Zu erledigende Aufgaben
1/ Wer köpft laut dem Text über Männer und Frauen in der Bibel den Holofernes?
2/ Gib den Text über Männer und Frauen in der Bibel wortgetreu wieder, beginnend mit „In der Bibel, auch“ und weiter bis einschließlich „viele befreiende Geschichten.“.
3/ Schreib den Text über Männer und Frauen in der Bibel im Anschluss an seinen letzten Satz weiter.

Textblock
Wenn
ich mir Männer und Frauen in der Bibel anschaue, läuft es immer auf diese ganz
einfache Ordnung hinaus: Der Mann kann herrschen, aber er kann sich nicht
beherrschen. Jedenfalls nicht, wenn er sich einer Frau gegenübersieht. Die ist automatisch eine Versuchung.
In der Bibel, auch der christlichen Tradition,
ist so viel drin, was auch toll ist. So viele Sachen, die wertvoll sind,
die schön sind, die mich durchs Leben tragen, die Freude machen. Das Problem
ist, dass das immer alte Männer waren, die bestimmten, wie diese Texte gelesen
werden sollen und wie das rezipiert werden muss. Die Bibel selbst ist gar nicht
so schrecklich und es gibt viele befreiende Geschichten.
Auch
über Frauen?
Es gibt Judith, die Holofernes köpft. Und es
gibt Paulus, der sagt, zwischen Männern und Frauen ist kein Unterschied. Das
Problem ist, dass der gleiche Paulus an anderer Stelle das Gegenteil sagt und
dass natürlich eher diese Stelle rezipiert wurde. Mich nervt es immer, wenn die
Leute sagen: Das Christentum ist doch die gute Religion, der Islam ist böse!
Die Strukturen sind überall ähnlich, egal ob im Christentum, im Islam, im Buddhismus,
Hinduismus oder Judentum.

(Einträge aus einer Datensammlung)
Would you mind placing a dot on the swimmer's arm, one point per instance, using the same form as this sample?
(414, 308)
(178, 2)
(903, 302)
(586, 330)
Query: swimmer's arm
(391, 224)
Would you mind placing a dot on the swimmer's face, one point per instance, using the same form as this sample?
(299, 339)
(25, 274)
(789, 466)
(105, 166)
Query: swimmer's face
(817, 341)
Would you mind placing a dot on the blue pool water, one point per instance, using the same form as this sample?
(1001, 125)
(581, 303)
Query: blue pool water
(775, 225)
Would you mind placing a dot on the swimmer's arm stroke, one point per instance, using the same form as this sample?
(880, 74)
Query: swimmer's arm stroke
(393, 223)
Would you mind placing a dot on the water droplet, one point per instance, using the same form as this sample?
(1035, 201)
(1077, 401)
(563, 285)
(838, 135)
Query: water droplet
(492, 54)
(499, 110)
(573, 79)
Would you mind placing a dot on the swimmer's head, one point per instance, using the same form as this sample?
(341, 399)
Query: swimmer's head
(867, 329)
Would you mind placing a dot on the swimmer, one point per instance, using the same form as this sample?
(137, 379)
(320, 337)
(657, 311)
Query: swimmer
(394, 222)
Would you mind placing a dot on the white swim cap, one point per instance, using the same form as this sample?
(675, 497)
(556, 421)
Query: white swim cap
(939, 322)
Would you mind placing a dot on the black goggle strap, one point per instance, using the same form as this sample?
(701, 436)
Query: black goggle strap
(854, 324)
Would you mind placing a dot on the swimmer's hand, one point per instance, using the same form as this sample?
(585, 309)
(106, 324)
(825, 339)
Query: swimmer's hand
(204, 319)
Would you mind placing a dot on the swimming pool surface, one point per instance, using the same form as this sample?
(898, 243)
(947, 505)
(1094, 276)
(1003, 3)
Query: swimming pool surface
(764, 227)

Antworten je Aufgabe
1/ Judith.

2/
In der Bibel, auch der christlichen Tradition,
ist so viel drin, was auch toll ist. So viele Sachen, die wertvoll sind,
die schön sind, die mich durchs Leben tragen, die Freude machen. Das Problem
ist, dass das immer alte Männer waren, die bestimmten, wie diese Texte gelesen
werden sollen und wie das rezipiert werden muss. Die Bibel selbst ist gar nicht
so schrecklich und es gibt viele befreiende Geschichten.

3/
Es liegt nicht an der Religion oder an den
Texten, auf denen Religionsgemeinschaften basieren. Es liegt daran, dass diese
Gemeinschaften aus Gesellschaften entstanden sind, in denen nur Männer das
Sagen haben. Oft auch reiche, einflussreiche Männer. Es geht ja nicht nur um
Mann und Frau, es geht auch um Reiche und Arme. Es geht ganz einfach um
Machtstrukturen. Und jeder, der Macht hat, neigt dazu, diese zu zementieren. Religion
ist dafür hervorragend geeignet! Ich kann sagen: Gott will halt nicht, dass Frauen Priester werden, da kann ich gar nichts machen!
Gott
ist der Chef.
Der Punkt ist bloss: Wer weiss, was Gott will?
Warum soll der Papst das eher wissen als ich? Gott spricht zu jedem von uns,
und keiner ist näher an ihm dran als andere.
Sind
Sie eigentlich römisch-katholisch erzogen worden?
Ich bin lutherisch erzogen worden. Als ich
fünfzehn war, konvertierte meine ganze Familie zum Katholizismus. Für unseren
Lebensalltag hat es keinen grossen Unterschied gemacht, ob wir lutherisch oder
katholisch lebten. Wir waren sehr, sehr, sehr fromm. Auch, weil wir sehr, sehr,
sehr arm waren.
Das
heisst?
Ich habe sechs Geschwister, bis zum zweiten
Kind war meine Mutter Krankenschwester, danach blieb sie zuhause, mein Vater
ist gelernter Dreher. Meine Eltern hatten es sehr schwer. Religion war das, was
im Leben Halt gegeben hat. Gott hat uns durchs Leben getragen. Gott war meine
erste Bezugsperson, ich hatte das Gefühl, er ist da und liebt mich.
Dann
war Ihre Entscheidung, ins Kloster zu gehen, gar keine extreme pubertäre Laune,
sondern hat sich quasi organisch ergeben?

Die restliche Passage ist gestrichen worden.